Thursday, October 05, 2006

Qual o caminho?


Como era bom se o respeito e aprumo emocional dos portugueses fosse medido com base, por exemplo, não na quantidade de beatas, pastilhas, excrementos caninos e eventualmente humanos, pequenos volumes de saliva vindos das entranhas do organismo ao som de um rasgar de garganta que compete com o mais antigo motor de um tractor agrícola a arrancar em manhã fria de Inverno, restos de materiais que não trazem valor acrescentado lá em casa... enfim... e fosse medido pela forma como inconscientemente respondemos quando solicitados a auxiliar um indivíduo perdido algures pelo nosso Portugal. Senão vejamos...
A última vez que parei o carro, abri a janela e, reduzindo o volume do auto-rádio, pedi claramente ajuda para ir ter ao meu destino foi, há 3 dias, algures perto de Mafra. Meus amigos, garanto-vos que este episódio é verídico!
Nota: o indíviduo, aparentando 70-80 anos estava de boina, e havia uma corda que, numa extremidade tinha a mão do indivíduo e, na outra, um burro. Vamos considerar o indivíduo como TMB (Ti Manel do Burrico).
Eu: Boa tarde, amigo! Como é que vou para o Turcifal?
TMB: Olhando assim, parece que vai de carro!
(reconheço que por momentos vacilei entre o sorriso e a vontade de atropelar o burro que não tinha culpa nenhuma)
Eu: (sorri)
TMB: Olhe (apoiou-se no carro com a mão livre), você está de carro ou a pé?
(neste momento já estava um primeiro carro parado atrás e começa a sentir-se aquela vontade de deixar de ser simpático e arrancar, mesmo perdido).
Eu: sorri (mas pouco)
TMB: Voxê faz axim, `tá a ver ali aquela estrada redonda (era uma rotunda...), não vira para lado nenhum, vai xempre em frente. Ósdespois "há-dem" aparecer uns xinais e voxê xe tiver vermelho pára.
(Começo a perceber que tenho aqui um amigo com quem seria interessante ter uma conversa a beber uma coca-cola (os átomos da cerveja e o meu organismo repelem-se mutuamente) e uns tremoços mas num café, não numa fila de 3 ou 4 carros e 1 moto (o burro preenchia o único espaço livre da estrada) que entretanto esperavam que eu andasse).
Eu: e depois é sempre em frente... pergunto a alguém lá mais para a frente (tentando apressar).
TMB: É em frente mas ósdespois vira à direita (e nisto o Ti Manel começa a desenhar com o braço esquerdo uma curva) ao pé do Zé Foices, xabe adonde éie, num xabe?
Eu: então não sei amigo? O Zé Foices! Já tou a ver tudo, já sei onde fica!

== TAREFAS DO EXERCÍCIO ==
a – Repita do excerto, sem qualquer alteração, tudo o que vai desde "TMB: Olhe (apoiou-se" até "frente (tentando apressar).".
b – Prossiga o excerto sobre o Ti Manel do Burrico a partir do ponto em que termina.
Os dados apresentados a seguir são material independente do excerto.

== DADOS BRUTOS ==
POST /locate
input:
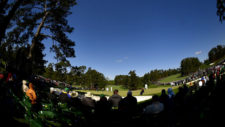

== RESPOSTAS POR TAREFA ==
a –
TMB: Olhe (apoiou-se no carro com a mão livre), você está de carro ou a pé?
(neste momento já estava um primeiro carro parado atrás e começa a sentir-se aquela vontade de deixar de ser simpático e arrancar, mesmo perdido).
Eu: sorri (mas pouco)
TMB: Voxê faz axim, `tá a ver ali aquela estrada redonda (era uma rotunda...), não vira para lado nenhum, vai xempre em frente. Ósdespois "há-dem" aparecer uns xinais e voxê xe tiver vermelho pára.
(Começo a perceber que tenho aqui um amigo com quem seria interessante ter uma conversa a beber uma coca-cola (os átomos da cerveja e o meu organismo repelem-se mutuamente) e uns tremoços mas num café, não numa fila de 3 ou 4 carros e 1 moto (o burro preenchia o único espaço livre da estrada) que entretanto esperavam que eu andasse).
Eu: e depois é sempre em frente... pergunto a alguém lá mais para a frente (tentando apressar).

b –
(sim... foi uma tentativa desesperada de andar, depois de escutar a primeira buzina). Enquanto olhava para o retrovisor, naqueles 3 segundos de perplexidade perante o episódio que estamos a viver, senti a loucura a apoderar-se de mim... 15 carros parados atrás, um louco agarrado a uma burra ou vice-versa, um Zé Foices algures aqui perto e associei-me a este quadro patológico pouco animador porque me ocorreu Zé Foices... deve ser Zé da parte do pai e Foices da parte da mãe... e se o pai fosse Licínio Ceifeira e a mãe Lucília Debulhadora... tirei os olhos do retrovisor e lancei um muito obrigado...
TMB: Prontos, então já xabe, ali na estrada redonda num xe bote a virar para lado nenhum! Depois é sempre em frente até aparexerem uns xinais...
(engrenei a primeira e aliviei a embraiagem suaves centímetros, sempre agradecendo).
Eu: pronto, meu amigo! Obrigado! Obrigado!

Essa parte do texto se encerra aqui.